* _TRY IT_: Skip the images and print the listing exactly.

RAW DATA: Begin

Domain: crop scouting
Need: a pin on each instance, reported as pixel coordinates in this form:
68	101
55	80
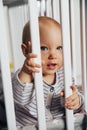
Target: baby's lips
61	94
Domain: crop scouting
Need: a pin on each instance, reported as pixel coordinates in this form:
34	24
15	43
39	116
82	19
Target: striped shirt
25	100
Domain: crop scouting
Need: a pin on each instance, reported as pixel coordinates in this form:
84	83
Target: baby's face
51	50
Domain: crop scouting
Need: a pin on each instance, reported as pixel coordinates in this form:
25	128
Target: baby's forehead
47	21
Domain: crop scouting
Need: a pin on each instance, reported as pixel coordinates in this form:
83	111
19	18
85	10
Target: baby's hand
73	101
29	66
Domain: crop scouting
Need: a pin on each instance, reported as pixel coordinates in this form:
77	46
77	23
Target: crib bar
73	39
5	70
84	52
42	7
37	76
64	5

RAW DATA: End

* _TASK RESULT_:
Domain: crop scouting
Need: a pin on each instance, reported as pixel coordinates in this form:
68	101
55	80
Target: baby's lips
61	94
Domain: crop scouting
Need: a pin on each instance, reported as pixel coordinates in this form:
34	24
15	43
39	116
82	19
Target: striped shirt
25	100
Domain: crop scouting
Need: a pin on each instance, reported as pixel coordinates in this form:
84	83
Target: baby's face
51	50
Domain: crop scouting
Need: a pin on each instance, reported as pixel coordinates in this form:
25	128
Target: baby's forehead
47	21
Domain: crop scouting
Need: a pin on each instance, reported as pixel coordinates in this form:
83	111
19	18
85	10
Target: baby's hand
73	101
29	66
Domain: crop scouting
Need: a pin on each instance, reported as pixel coordinates in this form:
77	46
77	23
Target: crib bar
73	39
5	70
84	52
42	7
37	76
64	5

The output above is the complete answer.